Copy the stretch from the start of the items through the line containing "M1 328L439 328L439", swapping "paths" for "outlines" and leaving everything else unchanged. Omit the pictures.

....

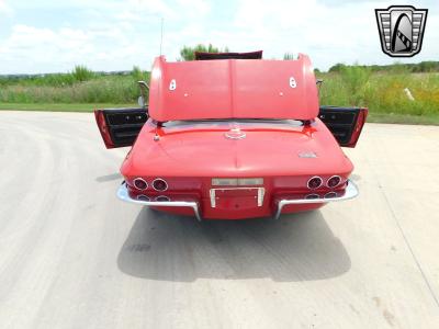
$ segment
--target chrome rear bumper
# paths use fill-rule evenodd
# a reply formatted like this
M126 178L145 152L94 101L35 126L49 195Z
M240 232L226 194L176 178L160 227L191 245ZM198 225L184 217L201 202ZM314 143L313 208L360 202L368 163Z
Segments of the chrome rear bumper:
M201 216L200 216L200 207L199 203L195 201L143 201L143 200L137 200L133 198L128 194L128 189L126 188L126 183L122 182L122 184L117 189L117 197L126 201L126 202L132 202L132 203L137 203L142 205L147 205L147 206L161 206L161 207L191 207L193 209L193 213L195 214L195 217L199 222L201 222Z
M358 195L357 185L351 181L348 180L345 193L340 196L336 197L322 197L322 198L282 198L277 202L278 208L274 215L274 218L278 219L281 216L282 208L289 204L306 204L306 203L328 203L335 201L345 201L349 198L353 198ZM144 200L136 200L130 196L128 190L126 188L126 183L122 182L122 184L117 189L117 197L136 204L142 204L146 206L162 206L162 207L191 207L195 217L199 222L202 220L200 214L200 205L196 201L144 201Z

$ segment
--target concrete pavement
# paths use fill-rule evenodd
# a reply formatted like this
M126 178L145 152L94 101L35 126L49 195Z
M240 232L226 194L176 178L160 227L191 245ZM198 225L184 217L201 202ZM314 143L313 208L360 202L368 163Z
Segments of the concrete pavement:
M1 328L439 328L439 127L368 124L360 196L278 222L122 203L126 151L0 112Z

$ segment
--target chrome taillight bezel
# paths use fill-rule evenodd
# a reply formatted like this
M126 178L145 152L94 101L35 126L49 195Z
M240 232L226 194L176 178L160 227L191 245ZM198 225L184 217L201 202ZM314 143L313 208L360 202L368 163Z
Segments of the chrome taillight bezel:
M318 195L317 193L309 193L305 195L305 200L317 200L320 198L320 195Z
M337 196L338 196L337 192L330 191L330 192L325 194L324 198L334 198L334 197L337 197Z
M138 201L146 201L146 202L150 201L150 197L148 195L145 195L145 194L138 194L136 198Z
M329 186L329 181L330 181L331 179L334 179L334 178L338 178L339 181L338 181L338 183L335 184L334 186ZM330 178L328 178L328 180L326 181L326 186L329 188L329 189L335 189L335 188L337 188L338 185L341 184L341 181L342 181L341 177L339 177L338 174L334 174L334 175L331 175Z
M320 184L318 185L318 186L316 186L316 188L311 188L309 186L309 182L312 181L312 180L314 180L314 179L319 179L320 180ZM318 189L318 188L322 188L322 185L323 185L323 179L319 177L319 175L313 175L311 179L308 179L308 181L306 182L306 186L309 189L309 190L316 190L316 189Z
M162 181L164 183L165 183L165 190L158 190L158 189L156 189L156 186L155 186L155 182L157 182L157 181ZM165 191L167 191L168 190L168 182L166 181L166 180L164 180L162 178L156 178L153 182L151 182L151 186L153 186L153 189L155 190L155 191L157 191L157 192L165 192Z
M140 188L138 188L137 185L136 185L136 181L140 181L140 182L144 182L145 183L145 189L140 189ZM134 180L133 180L133 185L134 185L134 188L136 188L138 191L145 191L145 190L147 190L148 189L148 182L147 181L145 181L143 178L135 178Z

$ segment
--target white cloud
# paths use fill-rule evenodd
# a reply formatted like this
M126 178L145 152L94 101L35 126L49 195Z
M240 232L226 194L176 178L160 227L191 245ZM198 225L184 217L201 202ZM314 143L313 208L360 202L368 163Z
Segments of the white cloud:
M65 22L54 20L57 25L40 21L33 26L15 18L0 21L0 73L66 71L76 64L97 70L130 69L133 65L149 68L159 53L161 18L162 53L170 60L179 57L183 45L212 43L236 52L263 49L266 58L306 53L320 69L340 61L394 61L381 52L374 16L375 8L391 4L386 1L229 1L15 0L7 4L0 0L0 16L32 7L38 18L38 11L46 8L65 12L63 5L76 14L74 19L66 15ZM437 60L438 3L415 5L430 9L424 46L420 55L402 61Z
M4 0L0 0L0 16L2 15L13 15L13 9Z

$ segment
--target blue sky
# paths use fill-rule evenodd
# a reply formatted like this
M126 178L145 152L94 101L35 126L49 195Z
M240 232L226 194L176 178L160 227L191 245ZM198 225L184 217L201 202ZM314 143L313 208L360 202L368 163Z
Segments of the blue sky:
M0 75L149 69L159 54L179 57L183 45L212 43L230 50L308 54L314 66L391 64L381 52L374 9L428 8L423 50L402 63L439 60L439 1L349 0L0 0Z

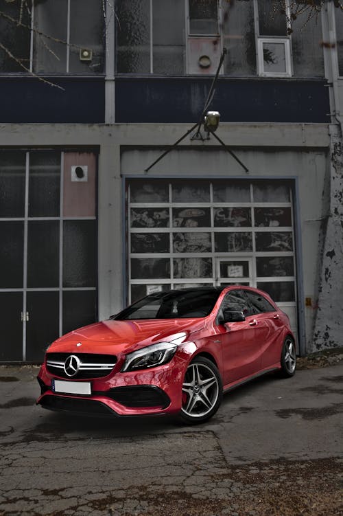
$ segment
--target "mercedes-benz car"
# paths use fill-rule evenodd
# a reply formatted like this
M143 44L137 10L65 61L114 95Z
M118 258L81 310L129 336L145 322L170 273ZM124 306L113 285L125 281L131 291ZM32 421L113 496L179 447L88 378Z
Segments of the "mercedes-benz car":
M243 286L147 295L47 350L37 403L87 414L179 414L203 422L222 394L271 371L296 370L288 317Z

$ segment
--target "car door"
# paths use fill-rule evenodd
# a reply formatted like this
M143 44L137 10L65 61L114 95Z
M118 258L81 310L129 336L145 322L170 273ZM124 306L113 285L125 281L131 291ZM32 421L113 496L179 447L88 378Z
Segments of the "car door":
M257 321L256 338L261 348L261 368L266 369L280 361L283 322L275 306L262 293L246 290L246 294Z
M254 374L261 368L261 345L257 335L262 332L242 289L229 291L220 310L241 311L245 321L219 324L218 340L221 341L223 356L224 385Z

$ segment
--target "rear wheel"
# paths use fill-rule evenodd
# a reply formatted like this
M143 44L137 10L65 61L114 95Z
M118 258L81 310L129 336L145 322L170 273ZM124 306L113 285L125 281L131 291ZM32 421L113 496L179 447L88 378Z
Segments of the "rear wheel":
M291 337L287 337L281 352L281 375L284 378L292 377L296 372L296 354L294 341Z
M217 412L223 387L215 365L204 357L196 357L187 368L182 383L181 418L202 423Z

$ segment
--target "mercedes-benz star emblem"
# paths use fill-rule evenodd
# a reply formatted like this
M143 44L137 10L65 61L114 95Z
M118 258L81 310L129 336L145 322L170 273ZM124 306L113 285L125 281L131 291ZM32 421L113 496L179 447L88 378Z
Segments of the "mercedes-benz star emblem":
M68 377L74 377L80 369L80 361L75 355L71 355L64 362L64 371Z

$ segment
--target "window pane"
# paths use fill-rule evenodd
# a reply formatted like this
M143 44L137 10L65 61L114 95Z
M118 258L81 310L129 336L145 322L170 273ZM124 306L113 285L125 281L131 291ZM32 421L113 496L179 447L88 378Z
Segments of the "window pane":
M284 43L265 41L262 43L263 51L263 71L285 74L286 55Z
M290 232L255 233L255 242L257 251L293 251L293 238Z
M174 203L207 203L210 200L208 181L174 181L172 186Z
M0 292L1 346L0 361L23 360L22 292Z
M249 290L246 290L245 293L252 305L253 314L275 311L274 306L263 295Z
M185 4L183 0L153 0L154 73L184 72Z
M26 359L41 361L47 346L59 337L58 292L27 292Z
M304 4L296 3L299 7ZM308 10L309 5L307 5ZM335 9L335 11L341 11ZM342 19L343 25L343 16ZM324 77L324 52L322 20L320 13L317 12L311 19L308 20L305 12L298 16L292 24L292 46L293 69L297 77ZM343 31L342 31L343 36ZM340 38L342 41L342 38ZM340 38L338 37L339 47ZM342 44L342 43L341 43Z
M29 216L60 214L60 153L32 152L29 157Z
M286 15L274 0L258 0L260 36L286 36Z
M255 203L289 203L289 187L287 184L259 181L254 184Z
M58 287L59 249L58 221L29 222L27 287Z
M251 233L215 233L217 253L237 253L252 251Z
M169 233L132 233L132 253L169 253Z
M275 302L295 301L294 282L265 281L258 282L257 288L270 295Z
M24 216L25 174L25 153L0 152L0 216Z
M220 278L249 278L249 262L237 260L221 262Z
M63 292L63 333L97 320L97 297L95 290Z
M163 207L131 208L131 227L168 227L169 212Z
M43 32L35 34L35 71L67 71L67 0L35 3L35 25Z
M211 233L174 233L173 249L174 253L211 252Z
M210 227L210 208L173 208L173 227Z
M144 298L145 295L152 294L154 292L167 292L169 290L170 290L170 285L156 284L131 285L131 302L138 301L141 298Z
M256 49L252 0L223 3L225 75L256 74Z
M23 287L24 223L0 222L0 288Z
M20 1L2 1L0 8L1 12L13 20L0 16L1 43L8 51L0 48L0 71L24 71L25 69L10 54L29 69L30 31L27 27L31 26L31 1L23 2L23 5Z
M242 290L231 290L228 292L223 300L221 308L232 311L241 311L244 315L248 315L249 308L248 301Z
M150 0L117 0L117 71L150 71Z
M257 227L292 226L290 207L256 207L255 217L255 226Z
M93 0L72 0L70 4L69 70L84 74L99 73L104 69L104 8L102 3ZM80 48L91 50L91 61L80 60Z
M293 256L259 256L256 258L258 276L292 276Z
M217 34L217 0L189 0L189 32L193 34Z
M215 203L250 203L250 187L247 181L213 182Z
M169 258L132 258L131 278L133 280L154 280L169 278L170 260Z
M343 76L343 10L335 9L336 21L337 54L340 76Z
M212 278L211 258L174 258L174 278Z
M214 225L217 227L251 226L250 207L215 207Z
M139 179L130 183L132 203L167 203L168 183L164 181L153 182Z
M63 223L63 287L97 285L96 221Z

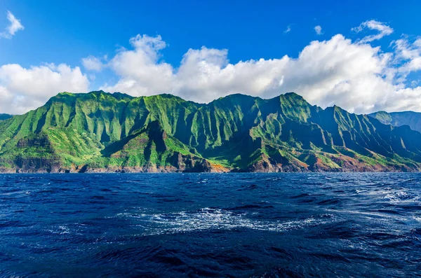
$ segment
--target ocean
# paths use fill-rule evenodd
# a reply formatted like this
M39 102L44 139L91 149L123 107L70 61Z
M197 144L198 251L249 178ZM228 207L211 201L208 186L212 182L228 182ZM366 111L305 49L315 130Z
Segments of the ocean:
M0 277L421 277L421 174L0 175Z

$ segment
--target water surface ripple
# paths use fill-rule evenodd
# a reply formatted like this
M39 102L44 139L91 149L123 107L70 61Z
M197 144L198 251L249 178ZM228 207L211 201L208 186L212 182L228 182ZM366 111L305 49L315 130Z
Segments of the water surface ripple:
M0 277L421 277L421 174L0 175Z

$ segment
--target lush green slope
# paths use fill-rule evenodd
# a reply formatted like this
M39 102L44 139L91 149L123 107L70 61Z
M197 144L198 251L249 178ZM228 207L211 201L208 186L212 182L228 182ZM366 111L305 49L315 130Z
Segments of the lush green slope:
M2 172L418 171L421 134L295 93L60 93L0 122Z
M0 120L6 120L9 118L12 118L12 115L0 113Z
M409 125L411 130L421 132L421 113L413 111L392 112L378 111L368 116L375 118L382 123L395 127Z

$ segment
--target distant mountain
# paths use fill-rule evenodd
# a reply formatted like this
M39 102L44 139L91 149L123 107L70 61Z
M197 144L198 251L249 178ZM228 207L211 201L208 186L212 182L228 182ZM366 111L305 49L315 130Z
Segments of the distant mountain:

....

**Solution for this task**
$ segment
--target chrome rear bumper
# outlines use fill-rule evenodd
# a reply formatted like this
M126 178L145 152L94 101L35 126L49 195Z
M240 232L226 194L176 178L160 227L191 245ZM198 225L184 217L201 202ZM314 143L313 208L360 202L368 163Z
Segments of the chrome rear bumper:
M201 216L200 216L200 207L199 203L195 201L143 201L143 200L137 200L133 198L128 194L128 189L126 188L126 183L122 182L122 184L117 189L117 197L126 201L126 202L132 202L132 203L137 203L142 205L147 205L147 206L161 206L161 207L191 207L193 209L193 213L195 214L195 217L199 222L201 222Z
M358 195L357 185L351 181L348 180L345 193L340 196L336 197L322 197L322 198L282 198L277 202L278 208L274 215L274 218L278 219L281 216L282 208L289 204L306 204L306 203L328 203L335 201L345 201L349 198L353 198ZM144 200L136 200L130 196L128 190L126 188L126 183L122 182L122 184L117 189L117 197L136 204L142 204L146 206L162 206L162 207L191 207L195 217L199 222L202 220L200 214L200 205L196 201L144 201Z

$ segment
--target concrete pavement
# outlines use fill-rule evenodd
# a reply formatted like this
M126 178L145 152L94 101L35 126L49 195Z
M240 232L226 194L176 178L160 227L191 245ZM198 225L184 217L201 202ZM314 143L313 208L360 202L368 163Z
Segments of the concrete pavement:
M1 328L439 328L439 127L368 124L360 196L278 222L122 203L126 151L0 112Z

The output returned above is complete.